What the task requires -> Edit the items below so that every "pixel coordinates" becomes "pixel locations", leaving everything else the same.

[Point labeling dataset excerpts]
— START —

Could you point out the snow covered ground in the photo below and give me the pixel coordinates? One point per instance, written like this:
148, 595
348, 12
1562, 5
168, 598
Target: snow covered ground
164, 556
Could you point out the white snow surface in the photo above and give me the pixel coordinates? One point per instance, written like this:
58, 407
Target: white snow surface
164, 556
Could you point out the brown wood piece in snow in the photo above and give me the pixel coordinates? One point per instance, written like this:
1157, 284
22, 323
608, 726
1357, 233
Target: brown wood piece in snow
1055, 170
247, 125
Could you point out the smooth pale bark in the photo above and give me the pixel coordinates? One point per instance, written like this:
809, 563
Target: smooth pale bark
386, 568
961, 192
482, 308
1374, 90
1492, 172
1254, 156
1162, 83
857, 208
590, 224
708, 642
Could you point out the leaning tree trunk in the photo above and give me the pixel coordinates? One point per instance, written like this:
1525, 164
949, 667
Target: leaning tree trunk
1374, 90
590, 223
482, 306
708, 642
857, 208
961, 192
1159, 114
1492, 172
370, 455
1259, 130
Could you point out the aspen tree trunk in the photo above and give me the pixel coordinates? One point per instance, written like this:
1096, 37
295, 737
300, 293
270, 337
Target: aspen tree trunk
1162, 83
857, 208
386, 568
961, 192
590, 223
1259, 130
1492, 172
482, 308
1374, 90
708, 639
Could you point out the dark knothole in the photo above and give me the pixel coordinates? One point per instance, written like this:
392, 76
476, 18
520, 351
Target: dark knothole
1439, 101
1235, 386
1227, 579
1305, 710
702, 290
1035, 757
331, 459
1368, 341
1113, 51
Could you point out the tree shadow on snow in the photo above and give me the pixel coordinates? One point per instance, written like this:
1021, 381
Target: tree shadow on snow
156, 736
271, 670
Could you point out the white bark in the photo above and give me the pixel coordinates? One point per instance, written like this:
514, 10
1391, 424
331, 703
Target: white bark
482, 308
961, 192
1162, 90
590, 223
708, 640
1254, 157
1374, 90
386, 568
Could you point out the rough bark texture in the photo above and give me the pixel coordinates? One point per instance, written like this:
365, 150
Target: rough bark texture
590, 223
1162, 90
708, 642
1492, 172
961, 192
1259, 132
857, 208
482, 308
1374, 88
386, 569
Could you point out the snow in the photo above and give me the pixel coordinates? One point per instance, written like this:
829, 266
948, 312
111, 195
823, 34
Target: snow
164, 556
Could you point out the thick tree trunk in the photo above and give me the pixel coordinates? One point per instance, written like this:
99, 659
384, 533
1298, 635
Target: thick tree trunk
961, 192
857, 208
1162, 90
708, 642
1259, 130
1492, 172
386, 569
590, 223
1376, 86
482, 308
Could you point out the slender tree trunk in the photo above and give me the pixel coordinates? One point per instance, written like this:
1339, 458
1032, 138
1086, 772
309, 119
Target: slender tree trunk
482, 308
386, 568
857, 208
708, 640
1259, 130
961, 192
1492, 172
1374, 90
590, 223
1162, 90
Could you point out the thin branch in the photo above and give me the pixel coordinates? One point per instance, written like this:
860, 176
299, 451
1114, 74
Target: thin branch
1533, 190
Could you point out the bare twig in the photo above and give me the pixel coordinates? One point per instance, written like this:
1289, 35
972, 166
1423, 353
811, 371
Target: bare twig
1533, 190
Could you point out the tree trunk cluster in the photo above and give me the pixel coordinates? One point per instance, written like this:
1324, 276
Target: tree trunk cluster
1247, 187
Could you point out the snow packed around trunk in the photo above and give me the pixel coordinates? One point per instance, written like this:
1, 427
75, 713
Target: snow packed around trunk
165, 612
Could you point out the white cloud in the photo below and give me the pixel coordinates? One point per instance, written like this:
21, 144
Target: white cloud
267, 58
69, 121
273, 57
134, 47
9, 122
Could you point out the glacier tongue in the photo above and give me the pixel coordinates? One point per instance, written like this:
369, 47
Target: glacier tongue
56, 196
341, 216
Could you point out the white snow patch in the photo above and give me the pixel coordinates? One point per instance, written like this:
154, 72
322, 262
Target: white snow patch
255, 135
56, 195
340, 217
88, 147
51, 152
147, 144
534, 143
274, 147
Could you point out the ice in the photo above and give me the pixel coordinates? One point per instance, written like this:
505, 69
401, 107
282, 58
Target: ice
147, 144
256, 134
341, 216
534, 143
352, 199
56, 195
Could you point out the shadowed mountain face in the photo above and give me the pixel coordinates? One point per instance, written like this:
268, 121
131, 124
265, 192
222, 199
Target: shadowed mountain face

— END —

Full answer ->
Could you point out the snow covered ground in the photo below and give me the pixel locations? One point per instance, written like this:
148, 595
348, 12
1562, 5
168, 598
Target: snow covered ground
164, 556
Could you point out the white snow surface in the photo above and give me the pixel locations? One point per instance, written like this:
58, 407
Target: white snow surface
164, 556
Could you point out the brown wood piece in snow in the photo above and give me the pixel locations? One point per instance, written like this:
1157, 284
22, 323
608, 726
1357, 233
Target: brown wood piece in snow
1055, 170
247, 125
Could you point out the smooth pale bark in the photo above and give me the pixel locations? One point per instance, written like this:
809, 563
Target: smooth pale bark
386, 568
961, 192
482, 308
1374, 90
1492, 172
1254, 156
1162, 83
857, 208
590, 224
708, 642
Could you point out the leaning tree trunk in the photo above and give me the pixel locations? One point per instance, written like this:
1525, 164
949, 667
Target: leaning tree trunk
1374, 90
590, 223
482, 306
708, 642
857, 208
961, 192
1159, 114
1492, 172
370, 455
1259, 130
Could you point out the aspen tree trunk in the photo above and give me the pixel locations? One point per instance, written like this:
1096, 37
295, 737
300, 293
270, 337
Target: aspen tree trunk
1162, 83
857, 208
386, 568
961, 192
590, 223
1259, 130
1492, 172
482, 308
1374, 90
708, 639
Could you point out the dark knothole in the photo above and give me the pixel locations? One point per instance, written like this:
392, 76
476, 18
520, 351
Target: dark knothole
1439, 101
1235, 386
1227, 579
1305, 710
702, 290
1035, 757
331, 459
1368, 341
1113, 51
Could you point out the tree shadow on snow in the photo above and give me the pixel locations? One point per instance, written like this:
1021, 381
Target: tree shadow on snow
156, 736
271, 670
Could you point out the white bark in the photo above and give me the pixel locations? One point per instance, written like this:
514, 10
1391, 424
331, 703
Target: white bark
482, 308
961, 192
1162, 90
590, 223
708, 640
1254, 157
1374, 90
386, 568
Could you point out the rough bark texture in the photo above and give me the pixel locations? One point per instance, written like this:
365, 150
Target: rough bark texture
590, 223
1162, 90
708, 642
1492, 172
961, 192
1259, 132
857, 208
482, 308
1374, 88
386, 569
Could you point out the snow in the photo above and give me the pixel locations? One point per instance, written like this:
829, 266
948, 312
111, 195
823, 34
Target: snow
164, 556
Could you point out the thick tree trunk in the photo above and give me the pixel locations? One point per instance, written like this:
99, 659
384, 533
1298, 635
Target: thick tree trunk
961, 192
857, 208
1162, 90
708, 642
1259, 130
1492, 172
386, 569
590, 223
1376, 86
482, 308
Could you point out the slender tree trunk in the photo above and give me the pixel locations? One point per instance, written like this:
1339, 458
1032, 138
1086, 772
309, 119
Target: slender tree trunk
482, 308
386, 568
857, 208
708, 640
1259, 130
961, 192
1492, 172
1374, 90
590, 223
1162, 90
Could you point out the thin branch in the photo above and give me the pixel locations? One point per instance, written like this:
860, 176
299, 451
1114, 74
Target: thin branch
1533, 190
Could you point out the bare twig in the photo above and give me the pixel locations? One point per instance, written like this:
1289, 35
972, 166
1423, 353
811, 371
Target: bare twig
1533, 190
Could you point out the tree trunk cluster in the photo above and give me the pixel locations? One point per instance, written like this:
1324, 276
Target: tree trunk cluster
1247, 187
Could you point out the snow packed around trunk in the photo above and give me the pixel locations? One point per instance, written like this:
1, 427
75, 713
Target: snow packed around trunk
165, 612
Could you point out the white cloud in the photo below and give me the pixel locations? One point per instance, written like this:
21, 144
Target: white cloud
267, 58
69, 121
273, 57
134, 47
9, 122
Could you point out the glacier tongue in the photo above and give me the pixel locations? One point per instance, written like this:
369, 47
Target: glacier tongue
56, 196
341, 216
Could you point out the white snow patch in the photo above and give me the pixel locations? One point per instance, written like this:
154, 72
322, 262
Target: white snow patch
255, 135
56, 195
340, 217
88, 147
51, 152
147, 144
534, 143
274, 147
Could you point out the ice in the photo above and give me the pixel locations? One point per instance, written like this:
505, 69
401, 107
282, 58
Target: ice
147, 144
256, 134
341, 216
534, 143
352, 199
56, 195
Could you point out the shadowed mountain face in the photo above and give me the pixel locations? One point per instance, written like this:
268, 121
131, 124
265, 192
222, 199
Target: shadowed mountain face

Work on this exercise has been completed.